### [Short task]
Copy out the listing below line for line, changing nothing.

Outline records
···
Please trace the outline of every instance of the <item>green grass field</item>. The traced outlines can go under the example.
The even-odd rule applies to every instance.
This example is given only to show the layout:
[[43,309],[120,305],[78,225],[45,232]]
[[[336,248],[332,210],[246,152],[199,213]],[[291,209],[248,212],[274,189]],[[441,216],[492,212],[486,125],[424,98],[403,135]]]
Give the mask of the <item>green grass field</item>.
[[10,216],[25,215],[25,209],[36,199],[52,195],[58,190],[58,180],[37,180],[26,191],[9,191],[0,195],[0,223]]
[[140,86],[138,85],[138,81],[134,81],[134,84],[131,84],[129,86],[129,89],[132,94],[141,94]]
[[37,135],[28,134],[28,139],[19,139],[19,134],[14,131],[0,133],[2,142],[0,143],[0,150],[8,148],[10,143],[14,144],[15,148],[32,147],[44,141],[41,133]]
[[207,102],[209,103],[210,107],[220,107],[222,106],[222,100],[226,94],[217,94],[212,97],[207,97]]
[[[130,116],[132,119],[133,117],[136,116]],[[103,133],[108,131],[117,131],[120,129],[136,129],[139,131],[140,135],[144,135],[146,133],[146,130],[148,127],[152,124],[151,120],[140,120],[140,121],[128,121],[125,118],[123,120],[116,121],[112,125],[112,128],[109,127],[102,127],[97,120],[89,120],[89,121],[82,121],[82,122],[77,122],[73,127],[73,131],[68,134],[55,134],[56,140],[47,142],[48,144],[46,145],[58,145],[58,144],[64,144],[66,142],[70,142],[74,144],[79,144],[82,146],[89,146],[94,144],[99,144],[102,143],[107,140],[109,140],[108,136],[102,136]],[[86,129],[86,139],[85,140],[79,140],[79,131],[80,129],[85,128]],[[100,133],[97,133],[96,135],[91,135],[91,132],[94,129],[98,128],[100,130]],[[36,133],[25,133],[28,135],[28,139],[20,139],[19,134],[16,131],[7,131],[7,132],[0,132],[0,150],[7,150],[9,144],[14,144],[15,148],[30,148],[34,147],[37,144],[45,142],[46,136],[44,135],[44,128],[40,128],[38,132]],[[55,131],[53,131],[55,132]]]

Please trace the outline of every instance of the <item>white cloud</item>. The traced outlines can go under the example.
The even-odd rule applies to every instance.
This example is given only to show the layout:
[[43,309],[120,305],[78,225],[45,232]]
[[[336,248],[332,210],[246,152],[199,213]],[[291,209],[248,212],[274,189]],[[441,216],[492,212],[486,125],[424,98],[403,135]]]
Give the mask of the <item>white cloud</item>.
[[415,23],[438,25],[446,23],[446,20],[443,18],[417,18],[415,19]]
···
### [Task output]
Please trace the outline of every instance of the <item>green grass field</item>. The traced outlines can go under the example.
The even-odd rule applies to every instance.
This example is given only to show the layout:
[[43,309],[120,305],[78,225],[45,232]]
[[[336,248],[332,210],[246,152],[199,213]],[[291,209],[248,212],[274,189]],[[441,216],[492,212],[486,125],[424,98],[403,135]]]
Give the mask of the <item>green grass field</item>.
[[10,216],[25,215],[25,209],[36,199],[52,195],[58,190],[58,180],[37,180],[26,191],[9,191],[0,195],[0,223]]
[[140,86],[138,85],[138,81],[134,81],[134,84],[131,84],[129,86],[129,89],[132,94],[141,94]]
[[37,135],[28,134],[28,139],[19,139],[19,134],[14,131],[0,133],[2,142],[0,143],[0,150],[8,148],[10,143],[14,144],[15,148],[32,147],[44,141],[41,133]]
[[207,102],[209,103],[210,107],[220,107],[222,106],[222,100],[226,94],[217,94],[212,97],[207,97]]
[[[130,116],[132,119],[133,117],[136,116]],[[103,133],[108,131],[117,131],[120,129],[136,129],[139,131],[140,135],[144,135],[146,133],[146,130],[148,127],[152,124],[151,120],[140,120],[140,121],[128,121],[125,118],[123,120],[116,121],[112,125],[112,128],[109,127],[102,127],[97,120],[89,120],[89,121],[82,121],[82,122],[77,122],[73,127],[73,131],[68,134],[55,134],[56,140],[47,142],[48,144],[46,145],[58,145],[58,144],[64,144],[66,142],[70,142],[74,144],[79,144],[82,146],[89,146],[94,144],[99,144],[102,143],[107,140],[109,140],[108,136],[102,136]],[[86,129],[86,139],[85,140],[79,140],[79,131],[80,129],[85,128]],[[100,133],[97,133],[96,135],[91,135],[91,132],[94,129],[98,128],[100,130]],[[36,133],[25,133],[28,135],[28,139],[20,139],[19,134],[16,131],[7,131],[7,132],[0,132],[0,150],[7,150],[9,144],[14,144],[15,148],[30,148],[34,147],[37,144],[45,142],[46,136],[44,135],[44,128],[40,128],[38,132]],[[55,131],[53,131],[55,132]]]

Please trace the outline of every instance of the <item>white cloud</item>. The traced outlines can go under the example.
The even-odd rule applies to every instance.
This example is given only to show the layout:
[[43,309],[120,305],[78,225],[45,232]]
[[[336,248],[332,210],[246,152],[199,213]],[[291,209],[248,212],[274,189]],[[441,216],[492,212],[486,125],[424,98],[403,135]]]
Give the mask of the <item>white cloud</item>.
[[415,23],[438,25],[446,23],[446,20],[443,18],[417,18],[415,19]]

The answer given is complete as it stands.